++++ Data supplied ++++

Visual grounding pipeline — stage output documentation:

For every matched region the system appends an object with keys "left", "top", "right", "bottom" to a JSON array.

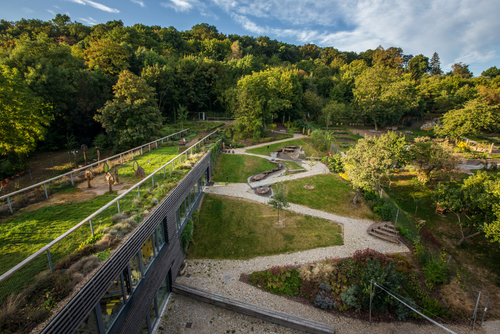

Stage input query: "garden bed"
[{"left": 244, "top": 249, "right": 457, "bottom": 323}]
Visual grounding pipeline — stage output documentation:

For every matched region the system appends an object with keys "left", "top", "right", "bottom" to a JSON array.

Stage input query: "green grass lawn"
[
  {"left": 245, "top": 138, "right": 322, "bottom": 157},
  {"left": 279, "top": 174, "right": 377, "bottom": 220},
  {"left": 189, "top": 194, "right": 343, "bottom": 259},
  {"left": 211, "top": 154, "right": 277, "bottom": 183},
  {"left": 117, "top": 145, "right": 179, "bottom": 182},
  {"left": 283, "top": 160, "right": 304, "bottom": 171}
]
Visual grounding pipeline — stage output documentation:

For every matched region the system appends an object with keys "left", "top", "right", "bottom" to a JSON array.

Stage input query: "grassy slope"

++++

Your assignment: Exactly as written, copy the entries above without their pictures.

Result of the exercise:
Visual grounding pipeline — stage output documentation:

For every matched region the system appends an object with keys "left", "top", "right", "bottom" to a JSON array.


Stage input query: "garden bed"
[{"left": 244, "top": 249, "right": 457, "bottom": 323}]
Visual grounding pipeline — stage output documentation:

For every matched region the system appends an object with keys "left", "top", "right", "bottom" to a JSON array.

Stage input query: "green grass lawn"
[
  {"left": 245, "top": 138, "right": 322, "bottom": 157},
  {"left": 279, "top": 174, "right": 377, "bottom": 220},
  {"left": 189, "top": 194, "right": 343, "bottom": 259},
  {"left": 211, "top": 154, "right": 277, "bottom": 183},
  {"left": 117, "top": 145, "right": 179, "bottom": 182},
  {"left": 283, "top": 160, "right": 304, "bottom": 171}
]
Visual grounding pipeline — stage output documentation:

For every matched region the system appends an object with keys "left", "top", "right", "bottom" to a JSON array.

Stage input query: "grassy slope"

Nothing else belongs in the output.